## Your goal:
Convert the part of the material that opens with the line containing "Given the photo above, tell me whether any bush" and closes with the line containing "486;485;520;555" into a numbered list, leaving out any blank lines.
● ● ● ● ● ● ●
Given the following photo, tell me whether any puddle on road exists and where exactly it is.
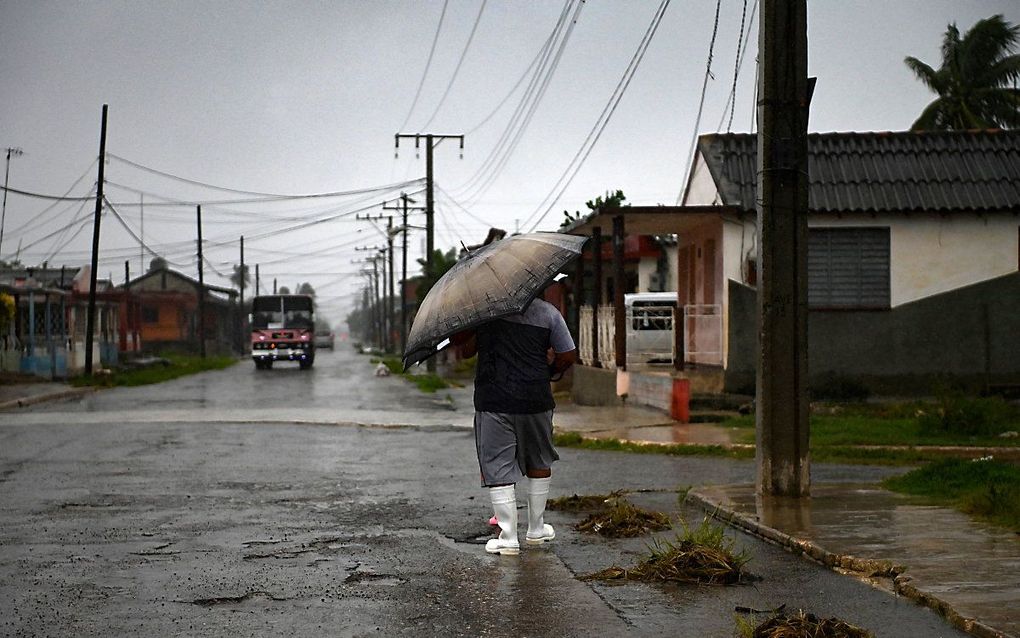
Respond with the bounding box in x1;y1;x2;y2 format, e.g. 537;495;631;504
701;484;1020;635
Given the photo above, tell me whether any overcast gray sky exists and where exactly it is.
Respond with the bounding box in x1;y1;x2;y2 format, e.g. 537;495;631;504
0;0;1020;323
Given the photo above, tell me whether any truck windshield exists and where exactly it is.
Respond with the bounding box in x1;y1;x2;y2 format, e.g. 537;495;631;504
252;295;315;330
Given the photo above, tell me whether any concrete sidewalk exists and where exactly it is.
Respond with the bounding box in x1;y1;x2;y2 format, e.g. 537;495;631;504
7;383;1020;637
556;402;1020;637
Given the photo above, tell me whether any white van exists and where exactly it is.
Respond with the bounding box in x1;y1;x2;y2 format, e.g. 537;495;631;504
623;291;677;364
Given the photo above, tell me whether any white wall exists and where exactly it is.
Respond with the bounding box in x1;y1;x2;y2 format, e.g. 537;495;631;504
681;152;722;206
808;212;1020;306
638;245;676;292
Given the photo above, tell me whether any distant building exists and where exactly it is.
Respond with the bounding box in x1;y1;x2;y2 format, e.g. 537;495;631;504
124;267;244;353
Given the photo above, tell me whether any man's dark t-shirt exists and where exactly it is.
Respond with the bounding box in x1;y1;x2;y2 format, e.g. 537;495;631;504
474;299;574;414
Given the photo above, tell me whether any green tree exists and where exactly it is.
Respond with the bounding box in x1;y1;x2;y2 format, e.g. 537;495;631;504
904;15;1020;131
560;189;629;229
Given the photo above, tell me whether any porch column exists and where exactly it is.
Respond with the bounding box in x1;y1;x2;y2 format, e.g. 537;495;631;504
570;243;584;345
27;292;36;356
613;215;627;370
592;226;602;367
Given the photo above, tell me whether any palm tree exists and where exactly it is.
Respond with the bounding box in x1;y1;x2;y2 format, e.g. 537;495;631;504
904;15;1020;131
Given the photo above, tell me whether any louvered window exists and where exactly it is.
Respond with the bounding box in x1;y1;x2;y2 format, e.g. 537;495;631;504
808;228;889;308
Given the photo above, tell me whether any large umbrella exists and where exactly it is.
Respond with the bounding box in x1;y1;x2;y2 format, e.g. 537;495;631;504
404;233;588;369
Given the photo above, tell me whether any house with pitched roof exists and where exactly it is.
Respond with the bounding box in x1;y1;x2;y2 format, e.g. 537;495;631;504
565;131;1020;400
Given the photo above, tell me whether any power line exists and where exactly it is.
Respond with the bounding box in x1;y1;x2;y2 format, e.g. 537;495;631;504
521;0;670;231
7;158;99;237
454;0;580;195
418;0;489;131
715;0;758;133
398;0;450;131
676;0;722;205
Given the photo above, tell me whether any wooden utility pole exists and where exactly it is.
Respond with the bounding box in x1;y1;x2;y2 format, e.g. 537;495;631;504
395;133;464;373
383;193;425;353
386;216;395;350
755;0;811;496
592;226;602;367
195;205;205;359
613;214;627;370
85;104;109;375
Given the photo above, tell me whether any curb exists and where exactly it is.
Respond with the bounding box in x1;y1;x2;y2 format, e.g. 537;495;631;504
687;489;1014;638
0;388;96;409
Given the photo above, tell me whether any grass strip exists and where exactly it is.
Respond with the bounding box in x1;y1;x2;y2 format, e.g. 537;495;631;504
719;412;1020;451
581;518;751;585
882;457;1020;532
69;354;238;388
553;432;755;458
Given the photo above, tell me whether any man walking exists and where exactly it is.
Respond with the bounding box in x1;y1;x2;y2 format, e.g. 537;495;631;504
453;299;576;554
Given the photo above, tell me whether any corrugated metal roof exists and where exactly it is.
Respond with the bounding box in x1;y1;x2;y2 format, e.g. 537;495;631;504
698;131;1020;212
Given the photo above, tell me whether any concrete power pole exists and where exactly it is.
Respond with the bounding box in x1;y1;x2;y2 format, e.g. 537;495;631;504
85;104;109;375
383;193;425;354
0;146;24;259
195;206;205;359
755;0;811;496
394;133;464;373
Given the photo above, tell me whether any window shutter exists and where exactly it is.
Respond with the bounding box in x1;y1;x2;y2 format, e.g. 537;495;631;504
808;228;889;308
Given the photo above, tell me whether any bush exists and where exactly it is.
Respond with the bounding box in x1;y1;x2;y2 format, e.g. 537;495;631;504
918;392;1020;436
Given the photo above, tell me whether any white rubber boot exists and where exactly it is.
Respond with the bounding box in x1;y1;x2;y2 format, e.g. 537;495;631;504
524;478;556;544
486;485;520;555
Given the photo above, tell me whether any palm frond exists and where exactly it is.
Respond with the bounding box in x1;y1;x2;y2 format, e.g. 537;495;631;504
959;15;1020;84
910;98;950;131
903;56;945;94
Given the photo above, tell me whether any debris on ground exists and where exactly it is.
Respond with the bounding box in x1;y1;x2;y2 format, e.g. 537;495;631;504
546;490;623;511
740;609;874;638
574;498;673;538
582;519;751;585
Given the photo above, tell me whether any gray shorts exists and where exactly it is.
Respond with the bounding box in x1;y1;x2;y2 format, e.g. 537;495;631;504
474;410;560;487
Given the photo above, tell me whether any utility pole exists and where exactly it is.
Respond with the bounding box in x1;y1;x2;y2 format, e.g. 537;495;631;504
195;205;205;359
755;0;811;496
238;235;250;354
394;133;464;373
383;193;425;354
354;246;387;350
85;104;109;376
0;146;24;255
138;193;145;274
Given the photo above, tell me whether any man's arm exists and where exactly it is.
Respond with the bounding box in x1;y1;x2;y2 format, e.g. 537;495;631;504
549;348;577;375
450;330;478;359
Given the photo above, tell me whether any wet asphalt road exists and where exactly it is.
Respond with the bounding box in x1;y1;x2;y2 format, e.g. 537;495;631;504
0;348;963;637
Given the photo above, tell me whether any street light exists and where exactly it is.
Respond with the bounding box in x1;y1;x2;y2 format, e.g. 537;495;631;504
0;146;24;255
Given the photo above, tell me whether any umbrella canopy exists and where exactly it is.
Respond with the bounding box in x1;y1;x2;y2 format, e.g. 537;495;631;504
404;233;588;369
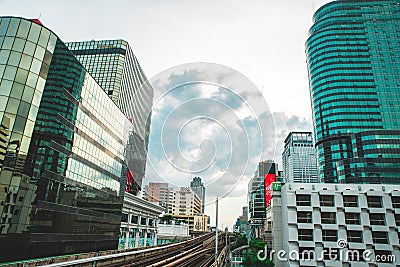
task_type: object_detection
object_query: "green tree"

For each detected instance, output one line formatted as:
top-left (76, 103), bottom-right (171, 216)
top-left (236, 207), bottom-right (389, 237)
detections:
top-left (243, 238), bottom-right (274, 267)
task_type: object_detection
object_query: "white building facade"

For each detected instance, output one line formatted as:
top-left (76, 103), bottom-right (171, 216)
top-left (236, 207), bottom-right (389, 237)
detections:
top-left (282, 132), bottom-right (318, 183)
top-left (267, 183), bottom-right (400, 267)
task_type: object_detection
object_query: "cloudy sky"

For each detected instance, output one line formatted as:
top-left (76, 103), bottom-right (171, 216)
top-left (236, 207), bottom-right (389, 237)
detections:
top-left (0, 0), bottom-right (329, 230)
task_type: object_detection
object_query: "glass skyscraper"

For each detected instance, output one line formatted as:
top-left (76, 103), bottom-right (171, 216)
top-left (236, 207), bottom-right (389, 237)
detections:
top-left (306, 1), bottom-right (400, 183)
top-left (66, 40), bottom-right (154, 195)
top-left (0, 17), bottom-right (133, 261)
top-left (282, 132), bottom-right (318, 183)
top-left (190, 177), bottom-right (206, 214)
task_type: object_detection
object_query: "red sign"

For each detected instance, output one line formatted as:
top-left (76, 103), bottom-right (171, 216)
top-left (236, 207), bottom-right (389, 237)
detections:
top-left (264, 174), bottom-right (276, 207)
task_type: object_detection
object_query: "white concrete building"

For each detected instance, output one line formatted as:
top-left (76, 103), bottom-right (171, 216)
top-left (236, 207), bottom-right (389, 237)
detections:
top-left (118, 192), bottom-right (165, 249)
top-left (282, 132), bottom-right (318, 183)
top-left (267, 183), bottom-right (400, 267)
top-left (168, 187), bottom-right (201, 215)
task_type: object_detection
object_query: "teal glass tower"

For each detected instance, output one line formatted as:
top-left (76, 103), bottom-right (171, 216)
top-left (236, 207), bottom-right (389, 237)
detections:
top-left (0, 17), bottom-right (133, 265)
top-left (306, 1), bottom-right (400, 184)
top-left (66, 40), bottom-right (154, 195)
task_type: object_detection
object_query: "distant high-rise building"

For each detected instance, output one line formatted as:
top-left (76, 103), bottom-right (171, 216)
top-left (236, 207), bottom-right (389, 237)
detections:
top-left (190, 177), bottom-right (206, 213)
top-left (170, 187), bottom-right (201, 215)
top-left (0, 17), bottom-right (133, 262)
top-left (282, 132), bottom-right (318, 183)
top-left (247, 160), bottom-right (278, 223)
top-left (143, 182), bottom-right (174, 211)
top-left (66, 40), bottom-right (154, 193)
top-left (306, 0), bottom-right (400, 184)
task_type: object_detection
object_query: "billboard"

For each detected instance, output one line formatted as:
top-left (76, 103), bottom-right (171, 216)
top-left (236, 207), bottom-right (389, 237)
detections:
top-left (264, 174), bottom-right (276, 207)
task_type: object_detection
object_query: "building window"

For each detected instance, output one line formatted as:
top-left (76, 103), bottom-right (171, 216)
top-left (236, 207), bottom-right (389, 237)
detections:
top-left (367, 196), bottom-right (382, 208)
top-left (392, 196), bottom-right (400, 209)
top-left (297, 211), bottom-right (312, 223)
top-left (324, 248), bottom-right (338, 261)
top-left (319, 195), bottom-right (334, 207)
top-left (372, 231), bottom-right (388, 244)
top-left (347, 231), bottom-right (363, 243)
top-left (343, 196), bottom-right (358, 207)
top-left (131, 215), bottom-right (139, 224)
top-left (299, 247), bottom-right (315, 261)
top-left (344, 212), bottom-right (360, 224)
top-left (322, 230), bottom-right (337, 242)
top-left (121, 213), bottom-right (128, 222)
top-left (296, 195), bottom-right (311, 206)
top-left (394, 214), bottom-right (400, 226)
top-left (375, 250), bottom-right (396, 263)
top-left (321, 212), bottom-right (336, 224)
top-left (369, 213), bottom-right (385, 225)
top-left (298, 229), bottom-right (313, 241)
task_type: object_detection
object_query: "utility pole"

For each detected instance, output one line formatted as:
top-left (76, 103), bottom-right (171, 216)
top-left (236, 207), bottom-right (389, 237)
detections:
top-left (215, 197), bottom-right (218, 264)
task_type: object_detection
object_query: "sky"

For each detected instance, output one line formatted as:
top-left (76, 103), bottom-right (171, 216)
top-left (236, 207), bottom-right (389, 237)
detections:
top-left (0, 0), bottom-right (330, 228)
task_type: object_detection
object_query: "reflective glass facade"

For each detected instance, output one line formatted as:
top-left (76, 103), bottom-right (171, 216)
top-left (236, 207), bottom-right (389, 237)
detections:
top-left (66, 40), bottom-right (154, 195)
top-left (0, 17), bottom-right (132, 261)
top-left (306, 1), bottom-right (400, 183)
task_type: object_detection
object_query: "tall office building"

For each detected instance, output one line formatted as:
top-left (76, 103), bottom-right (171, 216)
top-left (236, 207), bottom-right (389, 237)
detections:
top-left (247, 160), bottom-right (278, 223)
top-left (66, 40), bottom-right (154, 194)
top-left (282, 132), bottom-right (318, 183)
top-left (0, 17), bottom-right (133, 261)
top-left (190, 177), bottom-right (206, 214)
top-left (143, 182), bottom-right (174, 212)
top-left (306, 0), bottom-right (400, 183)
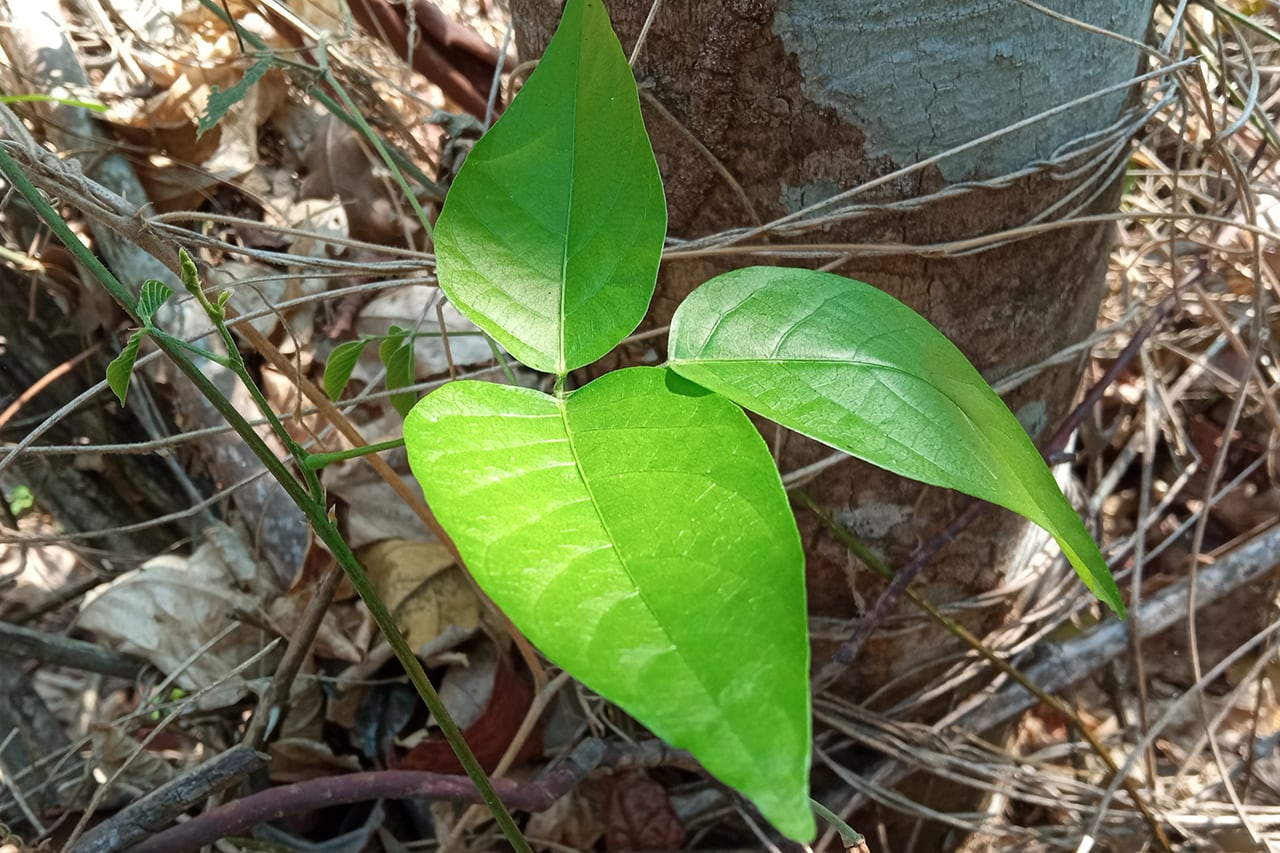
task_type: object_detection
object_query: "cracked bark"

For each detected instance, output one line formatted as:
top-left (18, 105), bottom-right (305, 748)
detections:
● ● ● ● ● ● ●
## In response:
1. Given the photo above, tell me whether any bush exists and where exactly it is.
2. Respond with the bounding box in x1;y1;x2;y2 format, e.g. 537;495;631;504
3. 918;392;1020;436
4. Given the photo above, tell me whether any white rubber boot exists and where exactly it is.
5. Respond with the bounding box in x1;y1;x2;y2 format, e.g. 537;495;631;504
6. 524;478;556;544
7. 486;485;520;555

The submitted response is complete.